Stored data entries:
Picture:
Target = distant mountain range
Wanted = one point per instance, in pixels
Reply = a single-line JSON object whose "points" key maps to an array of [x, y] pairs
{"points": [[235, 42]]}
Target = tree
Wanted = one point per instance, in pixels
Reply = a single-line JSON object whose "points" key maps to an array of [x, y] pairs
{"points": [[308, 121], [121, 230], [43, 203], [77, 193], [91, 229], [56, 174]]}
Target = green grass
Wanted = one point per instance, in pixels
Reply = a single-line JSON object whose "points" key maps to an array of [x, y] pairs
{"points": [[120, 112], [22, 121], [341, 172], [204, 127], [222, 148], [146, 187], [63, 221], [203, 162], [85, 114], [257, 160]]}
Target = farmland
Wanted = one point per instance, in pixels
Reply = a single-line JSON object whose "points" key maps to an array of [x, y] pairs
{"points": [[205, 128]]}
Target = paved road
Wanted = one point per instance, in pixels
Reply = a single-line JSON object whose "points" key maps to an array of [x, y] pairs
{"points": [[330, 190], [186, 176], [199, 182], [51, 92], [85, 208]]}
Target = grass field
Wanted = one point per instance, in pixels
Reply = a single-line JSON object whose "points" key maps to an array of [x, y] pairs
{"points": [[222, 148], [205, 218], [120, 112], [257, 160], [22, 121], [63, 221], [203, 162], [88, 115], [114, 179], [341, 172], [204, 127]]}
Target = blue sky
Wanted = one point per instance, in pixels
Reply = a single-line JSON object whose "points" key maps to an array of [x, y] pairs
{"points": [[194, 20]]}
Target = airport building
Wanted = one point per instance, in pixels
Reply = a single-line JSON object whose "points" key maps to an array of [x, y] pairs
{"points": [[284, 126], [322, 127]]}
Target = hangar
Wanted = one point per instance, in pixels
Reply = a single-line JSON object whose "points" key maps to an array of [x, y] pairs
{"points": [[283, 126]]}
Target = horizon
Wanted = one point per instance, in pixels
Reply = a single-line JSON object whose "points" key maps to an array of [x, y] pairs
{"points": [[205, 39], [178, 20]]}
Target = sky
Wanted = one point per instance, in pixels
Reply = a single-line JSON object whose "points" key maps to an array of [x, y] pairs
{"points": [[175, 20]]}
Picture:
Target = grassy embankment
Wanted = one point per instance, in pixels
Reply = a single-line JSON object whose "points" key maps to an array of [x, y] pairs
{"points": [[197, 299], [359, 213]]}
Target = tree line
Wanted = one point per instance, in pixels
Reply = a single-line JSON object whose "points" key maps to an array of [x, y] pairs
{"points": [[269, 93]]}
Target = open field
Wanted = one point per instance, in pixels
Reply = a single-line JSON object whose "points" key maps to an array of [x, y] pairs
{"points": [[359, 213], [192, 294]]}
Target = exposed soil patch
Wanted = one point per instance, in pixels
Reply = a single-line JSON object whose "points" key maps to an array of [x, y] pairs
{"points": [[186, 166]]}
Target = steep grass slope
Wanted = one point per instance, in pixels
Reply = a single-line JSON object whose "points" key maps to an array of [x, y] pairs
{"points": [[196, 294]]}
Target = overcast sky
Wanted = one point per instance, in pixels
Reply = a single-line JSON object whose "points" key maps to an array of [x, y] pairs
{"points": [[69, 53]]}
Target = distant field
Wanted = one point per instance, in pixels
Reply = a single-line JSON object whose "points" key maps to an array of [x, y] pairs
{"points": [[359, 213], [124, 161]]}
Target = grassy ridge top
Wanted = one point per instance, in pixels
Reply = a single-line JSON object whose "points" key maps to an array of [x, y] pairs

**Required action:** Copy out, from the data above, each line where the string "distant" is present.

**Written solution:**
Target = distant mountain range
Target = distant field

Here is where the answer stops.